In [19]:
import re
import nltk
import spacy
import pandas as pd
from nltk.tokenize import sent_tokenize, word_tokenize
from nltk.corpus import stopwords
from IPython.display import display
nltk.download('punkt')
nltk.download('stopwords')
nlp = spacy.load("en_core_web_sm")

[nltk_data] Downloading package punkt to
[nltk_data]     /Users/parthabhang/nltk_data...
[nltk_data]   Package punkt is already up-to-date!
[nltk_data] Downloading package stopwords to
[nltk_data]     /Users/parthabhang/nltk_data...
[nltk_data]   Package stopwords is already up-to-date!


In [None]:
# Function to Read I/P file
def read_text_file(file_path):
    try:
        with open(file_path, "r", encoding="utf-8") as file:
            text = file.read()
        return text
    except FileNotFoundError:
        print("Error: The file was not found.")
        return ""

In [None]:
# Function to Clean Text
def preprocess_text(text):
    text = re.sub(r'\s+', ' ', text)
    sentences = sent_tokenize(text)
    return sentences

In [None]:
# Function to POS for Verb Only
def pos_tagging(sentence):
    doc = nlp(sentence)
    verbs = [token.text for token in doc if token.pos_ == "VERB"]
    return verbs


In [None]:
# Function to Lemmatize Verb
def lemmatize_verb(verb):
    doc = nlp(verb)
    return doc[0].lemma_

In [None]:
# Function to Get only main verb
def extract_main_verb(sentence):
    doc = nlp(sentence)
    for token in doc:
        if token.pos_ == "VERB" or token.dep_ == "ROOT":  # Get main verb
            return lemmatize_verb(token.text)
    return "No verb found"

In [None]:
# Function to Identify Task
def identify_tasks(sentences):
    task_verbs = []
    for sentence in sentences:
        verb = extract_main_verb(sentence)
        if verb != "No verb found":
            task_verbs.append(verb)
    return task_verbs

In [None]:
# Function to Extract name
def extract_who_task(task_sentence):
    doc = nlp(task_sentence)

(Information provided):
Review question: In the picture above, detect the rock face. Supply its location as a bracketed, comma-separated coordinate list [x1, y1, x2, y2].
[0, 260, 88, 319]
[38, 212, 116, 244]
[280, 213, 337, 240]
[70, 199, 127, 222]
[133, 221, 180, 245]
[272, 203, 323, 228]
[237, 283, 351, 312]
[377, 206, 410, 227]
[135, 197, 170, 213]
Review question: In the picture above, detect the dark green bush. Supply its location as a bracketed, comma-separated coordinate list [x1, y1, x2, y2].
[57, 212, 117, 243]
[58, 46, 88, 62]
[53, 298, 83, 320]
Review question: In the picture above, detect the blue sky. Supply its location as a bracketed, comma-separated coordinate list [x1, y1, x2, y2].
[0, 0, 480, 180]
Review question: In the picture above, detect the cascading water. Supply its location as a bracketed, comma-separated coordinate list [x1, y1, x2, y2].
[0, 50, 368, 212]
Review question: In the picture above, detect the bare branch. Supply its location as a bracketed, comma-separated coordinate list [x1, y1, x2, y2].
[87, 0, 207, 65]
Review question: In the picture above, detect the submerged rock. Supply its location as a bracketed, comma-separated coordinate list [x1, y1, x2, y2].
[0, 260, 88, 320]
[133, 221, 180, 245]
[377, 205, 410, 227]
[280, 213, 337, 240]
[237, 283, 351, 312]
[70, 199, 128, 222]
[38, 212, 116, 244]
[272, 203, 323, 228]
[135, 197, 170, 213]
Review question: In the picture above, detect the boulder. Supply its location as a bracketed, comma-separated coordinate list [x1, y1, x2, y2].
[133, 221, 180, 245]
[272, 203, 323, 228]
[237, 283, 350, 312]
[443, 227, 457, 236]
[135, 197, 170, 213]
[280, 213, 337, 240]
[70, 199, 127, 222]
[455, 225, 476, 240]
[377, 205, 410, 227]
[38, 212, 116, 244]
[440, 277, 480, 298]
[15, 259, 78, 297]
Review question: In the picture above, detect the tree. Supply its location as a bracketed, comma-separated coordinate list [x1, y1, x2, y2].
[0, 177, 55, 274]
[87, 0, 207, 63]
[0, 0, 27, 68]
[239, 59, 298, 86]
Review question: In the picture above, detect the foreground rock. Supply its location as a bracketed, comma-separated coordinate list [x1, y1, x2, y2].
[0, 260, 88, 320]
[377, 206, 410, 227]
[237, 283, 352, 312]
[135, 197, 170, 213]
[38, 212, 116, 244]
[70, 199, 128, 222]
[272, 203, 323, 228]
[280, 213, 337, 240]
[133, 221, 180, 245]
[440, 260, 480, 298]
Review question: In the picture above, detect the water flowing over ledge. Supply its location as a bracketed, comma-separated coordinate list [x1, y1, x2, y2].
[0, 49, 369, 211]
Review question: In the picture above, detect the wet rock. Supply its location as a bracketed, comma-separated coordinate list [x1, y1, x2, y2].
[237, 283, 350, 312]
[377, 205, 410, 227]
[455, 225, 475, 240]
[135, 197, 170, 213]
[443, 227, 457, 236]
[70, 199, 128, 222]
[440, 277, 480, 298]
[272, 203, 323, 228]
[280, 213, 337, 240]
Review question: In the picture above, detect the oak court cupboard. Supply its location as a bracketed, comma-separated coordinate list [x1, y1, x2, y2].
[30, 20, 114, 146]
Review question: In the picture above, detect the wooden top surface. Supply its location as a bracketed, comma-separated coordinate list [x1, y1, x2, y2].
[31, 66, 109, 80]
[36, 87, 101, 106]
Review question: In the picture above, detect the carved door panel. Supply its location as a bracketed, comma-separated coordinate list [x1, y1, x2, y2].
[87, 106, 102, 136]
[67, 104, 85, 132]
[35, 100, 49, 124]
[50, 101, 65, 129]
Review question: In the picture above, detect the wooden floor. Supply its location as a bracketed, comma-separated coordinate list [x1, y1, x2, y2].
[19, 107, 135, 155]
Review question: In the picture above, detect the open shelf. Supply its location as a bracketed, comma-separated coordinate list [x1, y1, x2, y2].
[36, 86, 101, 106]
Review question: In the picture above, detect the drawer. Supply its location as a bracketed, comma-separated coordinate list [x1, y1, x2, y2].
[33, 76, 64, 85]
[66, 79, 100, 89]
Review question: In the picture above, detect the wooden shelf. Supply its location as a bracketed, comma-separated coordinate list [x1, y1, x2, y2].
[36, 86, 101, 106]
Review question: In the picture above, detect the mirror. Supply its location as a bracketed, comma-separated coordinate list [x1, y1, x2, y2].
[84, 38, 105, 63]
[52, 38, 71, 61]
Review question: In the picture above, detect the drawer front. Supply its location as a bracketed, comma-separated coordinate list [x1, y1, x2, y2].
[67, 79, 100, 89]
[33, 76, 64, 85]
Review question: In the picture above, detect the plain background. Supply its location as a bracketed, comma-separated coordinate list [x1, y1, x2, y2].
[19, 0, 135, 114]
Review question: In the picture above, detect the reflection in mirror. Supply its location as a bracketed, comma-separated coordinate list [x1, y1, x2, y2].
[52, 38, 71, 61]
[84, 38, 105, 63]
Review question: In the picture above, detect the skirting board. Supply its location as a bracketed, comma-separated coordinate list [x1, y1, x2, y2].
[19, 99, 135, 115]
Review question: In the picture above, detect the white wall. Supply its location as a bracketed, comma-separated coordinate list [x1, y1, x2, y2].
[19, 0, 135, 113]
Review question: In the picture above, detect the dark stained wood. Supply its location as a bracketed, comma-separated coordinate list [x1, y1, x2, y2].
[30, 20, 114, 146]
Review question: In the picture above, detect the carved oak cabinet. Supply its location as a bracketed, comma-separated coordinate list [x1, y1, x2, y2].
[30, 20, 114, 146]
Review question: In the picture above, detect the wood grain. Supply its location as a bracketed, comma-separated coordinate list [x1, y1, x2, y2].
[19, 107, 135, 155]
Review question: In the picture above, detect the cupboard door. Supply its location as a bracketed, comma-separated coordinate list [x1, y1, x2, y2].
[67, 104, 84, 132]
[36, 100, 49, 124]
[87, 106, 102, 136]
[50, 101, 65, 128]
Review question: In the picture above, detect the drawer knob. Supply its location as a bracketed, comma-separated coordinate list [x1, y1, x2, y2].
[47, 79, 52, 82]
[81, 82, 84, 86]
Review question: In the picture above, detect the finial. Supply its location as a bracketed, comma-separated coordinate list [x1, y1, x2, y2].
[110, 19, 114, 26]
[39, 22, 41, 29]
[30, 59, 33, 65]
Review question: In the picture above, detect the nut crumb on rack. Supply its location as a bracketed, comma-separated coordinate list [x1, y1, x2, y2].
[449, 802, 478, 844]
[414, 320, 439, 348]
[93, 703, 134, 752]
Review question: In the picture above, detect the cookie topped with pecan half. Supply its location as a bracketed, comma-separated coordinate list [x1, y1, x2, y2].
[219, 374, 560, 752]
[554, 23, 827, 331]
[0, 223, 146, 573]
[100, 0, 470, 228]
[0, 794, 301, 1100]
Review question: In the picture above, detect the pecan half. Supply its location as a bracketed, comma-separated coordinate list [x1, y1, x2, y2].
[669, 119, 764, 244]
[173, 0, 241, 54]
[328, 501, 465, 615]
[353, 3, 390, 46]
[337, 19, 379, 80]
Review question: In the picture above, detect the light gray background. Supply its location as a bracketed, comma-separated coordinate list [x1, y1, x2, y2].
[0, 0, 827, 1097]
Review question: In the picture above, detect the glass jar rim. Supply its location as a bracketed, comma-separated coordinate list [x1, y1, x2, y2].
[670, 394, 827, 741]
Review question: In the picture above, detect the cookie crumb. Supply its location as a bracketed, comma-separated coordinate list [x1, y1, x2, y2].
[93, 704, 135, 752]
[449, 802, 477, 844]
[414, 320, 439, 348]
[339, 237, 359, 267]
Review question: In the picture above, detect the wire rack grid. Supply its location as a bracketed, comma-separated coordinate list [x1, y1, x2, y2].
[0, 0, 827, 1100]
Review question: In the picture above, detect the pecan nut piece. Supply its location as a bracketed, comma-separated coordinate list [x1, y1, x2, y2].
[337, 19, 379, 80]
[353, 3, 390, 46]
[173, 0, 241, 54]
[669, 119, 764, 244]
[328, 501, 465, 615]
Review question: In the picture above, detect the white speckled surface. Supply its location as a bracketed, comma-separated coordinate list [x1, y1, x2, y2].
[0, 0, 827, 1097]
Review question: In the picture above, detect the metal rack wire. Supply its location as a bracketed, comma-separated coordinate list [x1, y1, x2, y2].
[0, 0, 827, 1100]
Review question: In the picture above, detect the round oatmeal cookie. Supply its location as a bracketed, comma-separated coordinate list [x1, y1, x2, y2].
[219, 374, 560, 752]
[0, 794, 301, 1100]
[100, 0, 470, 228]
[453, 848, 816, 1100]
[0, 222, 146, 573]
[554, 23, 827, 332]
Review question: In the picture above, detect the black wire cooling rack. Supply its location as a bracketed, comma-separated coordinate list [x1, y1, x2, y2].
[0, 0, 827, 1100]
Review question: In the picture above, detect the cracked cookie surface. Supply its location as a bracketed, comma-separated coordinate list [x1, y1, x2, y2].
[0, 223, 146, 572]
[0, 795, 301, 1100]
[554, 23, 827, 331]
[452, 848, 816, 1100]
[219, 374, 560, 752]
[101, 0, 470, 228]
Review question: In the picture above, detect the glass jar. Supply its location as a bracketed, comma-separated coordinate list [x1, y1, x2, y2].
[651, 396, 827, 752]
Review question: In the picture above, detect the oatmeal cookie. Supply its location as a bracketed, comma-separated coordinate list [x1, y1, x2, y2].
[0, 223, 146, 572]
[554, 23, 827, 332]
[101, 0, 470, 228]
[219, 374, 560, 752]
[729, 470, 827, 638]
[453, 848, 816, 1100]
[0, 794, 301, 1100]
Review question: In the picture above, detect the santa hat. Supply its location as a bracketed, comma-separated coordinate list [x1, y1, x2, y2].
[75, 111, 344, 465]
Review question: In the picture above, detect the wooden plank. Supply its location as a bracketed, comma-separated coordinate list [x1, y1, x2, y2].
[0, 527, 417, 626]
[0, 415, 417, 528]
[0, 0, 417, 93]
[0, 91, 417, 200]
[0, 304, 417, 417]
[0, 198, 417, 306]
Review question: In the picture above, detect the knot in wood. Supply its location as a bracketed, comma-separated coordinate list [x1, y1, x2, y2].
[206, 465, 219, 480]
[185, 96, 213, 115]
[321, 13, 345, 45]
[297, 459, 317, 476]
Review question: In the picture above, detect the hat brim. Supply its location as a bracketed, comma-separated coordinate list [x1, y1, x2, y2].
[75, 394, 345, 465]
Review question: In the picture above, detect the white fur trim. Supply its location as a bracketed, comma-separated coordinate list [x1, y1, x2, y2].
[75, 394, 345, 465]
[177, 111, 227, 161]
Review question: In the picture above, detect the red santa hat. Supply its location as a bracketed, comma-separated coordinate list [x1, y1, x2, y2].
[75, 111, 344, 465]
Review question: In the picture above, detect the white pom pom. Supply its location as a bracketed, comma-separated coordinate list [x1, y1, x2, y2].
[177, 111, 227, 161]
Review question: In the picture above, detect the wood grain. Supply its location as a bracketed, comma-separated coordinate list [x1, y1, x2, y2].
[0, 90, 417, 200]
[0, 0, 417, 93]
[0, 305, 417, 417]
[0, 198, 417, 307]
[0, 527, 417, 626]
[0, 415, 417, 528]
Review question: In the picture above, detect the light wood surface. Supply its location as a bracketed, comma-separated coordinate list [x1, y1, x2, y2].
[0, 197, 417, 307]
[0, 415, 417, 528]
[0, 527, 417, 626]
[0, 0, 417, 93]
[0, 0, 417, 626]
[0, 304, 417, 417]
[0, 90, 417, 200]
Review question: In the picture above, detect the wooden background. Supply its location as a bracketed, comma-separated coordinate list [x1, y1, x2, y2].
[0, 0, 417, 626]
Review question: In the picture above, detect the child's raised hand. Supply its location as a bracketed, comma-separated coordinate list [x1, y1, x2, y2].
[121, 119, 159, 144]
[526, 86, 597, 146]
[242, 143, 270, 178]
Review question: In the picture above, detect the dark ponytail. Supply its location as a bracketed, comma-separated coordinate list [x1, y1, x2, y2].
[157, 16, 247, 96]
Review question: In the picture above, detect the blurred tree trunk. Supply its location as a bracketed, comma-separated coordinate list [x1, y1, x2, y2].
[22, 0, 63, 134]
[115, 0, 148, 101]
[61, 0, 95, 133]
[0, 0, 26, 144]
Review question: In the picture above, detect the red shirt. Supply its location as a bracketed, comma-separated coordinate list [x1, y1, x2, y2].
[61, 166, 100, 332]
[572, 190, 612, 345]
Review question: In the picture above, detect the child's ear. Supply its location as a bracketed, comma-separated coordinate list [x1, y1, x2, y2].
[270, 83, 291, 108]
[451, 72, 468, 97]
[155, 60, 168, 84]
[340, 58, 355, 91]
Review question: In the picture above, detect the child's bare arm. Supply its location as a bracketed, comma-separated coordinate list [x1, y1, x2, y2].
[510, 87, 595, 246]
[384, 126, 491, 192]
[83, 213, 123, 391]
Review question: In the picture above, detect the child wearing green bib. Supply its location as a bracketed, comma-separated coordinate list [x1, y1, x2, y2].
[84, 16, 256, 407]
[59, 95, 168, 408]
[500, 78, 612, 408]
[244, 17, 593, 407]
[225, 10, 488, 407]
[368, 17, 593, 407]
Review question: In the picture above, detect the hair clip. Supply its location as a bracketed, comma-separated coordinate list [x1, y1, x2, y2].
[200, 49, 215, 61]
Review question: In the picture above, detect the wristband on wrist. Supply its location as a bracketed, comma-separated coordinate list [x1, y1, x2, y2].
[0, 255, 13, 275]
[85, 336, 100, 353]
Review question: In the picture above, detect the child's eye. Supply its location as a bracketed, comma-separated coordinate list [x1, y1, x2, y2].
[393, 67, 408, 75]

(Challenge A): Restate the cell of the text-processing notebook that begins "# Function to Get only main verb" as a short list of its main points.
(Challenge B): Extend the text-processing notebook from its last line onward.
The entries play no part in this work.

(Task result A):
- Defines `extract_main_verb(sentence)`, which runs the sentence through the spaCy model.
- Steps through the tokens and stops at the first one tagged as a verb or marked as the root of the dependency parse.
- Returns that token's lemma by calling `lemmatize_verb`.
- Returns "No verb found" if no token qualifies.

(Task result B):
    for token in doc:
        if token.pos_ in ["PROPN", "PRON"]:  # Proper Noun or Pronoun
            return token.text
    return "Unknown"

In [None]:
# Function to Extract Deadline
def extract_deadline(task_sentence):
    doc = nlp(task_sentence)
    for ent in doc.ents:
        if ent.label_ in ["TIME", "DATE"]:
            return ent.text
    return "No deadline specified"

In [None]:
# Function for Categorization of task
def categorize_task(task_sentence):
    categories = {
        "Personal": ["wake", "sleep", "play", "workout", "exercise", "relax", "rest", "meditate", "travel", "go", "text", "call"],
        "Household": ["clean", "wash", "cook", "sweep", "mop", "laundry", "repair", "arrange", "fix", "organize"],
        "Shopping": ["buy", "purchase", "order", "shop", "pay", "pick", "collect", "return", "exchange"],
        "Work": ["review", "submit", "study", "meeting", "code", "complete", "write", "read", "analyze", "plan", "discuss", "present", "schedule", "design", "report"],
        "Appointments & Meetings": ["schedule", "attend", "reschedule", "organize", "cancel", "confirm", "set up", "book", "meet", "invite"],
        "Communication": ["call", "email", "text", "message", "reply", "respond", "chat", "discuss", "notify", "update", "report"],
        "Travel & Booking": ["book", "reserve", "cancel", "travel", "pack", "plan", "schedule", "check-in", "board", "arrange", "visit", "tour"],
        "Health & Fitness": ["exercise", "run", "walk", "jog", "gym", "yoga", "meditate", "train", "stretch", "workout", "hydrate"],
        "Finance & Payments": ["pay", "transfer", "deposit", "withdraw", "invest", "save", "budget", "buy", "sell", "donate", "fund"]
    }
    for category, keywords in categories.items():
        if any(keyword in task_sentence.lower() for keyword in keywords):
            return category
    return "Other"

In [None]:
# Load the file
file_path = "input.txt"
text = read_text_file(file_path)
# perform only if file found.
if text:
    sentences = preprocess_text(text)
    task_data = []
    for sentence in sentences:
        task = extract_main_verb(sentence)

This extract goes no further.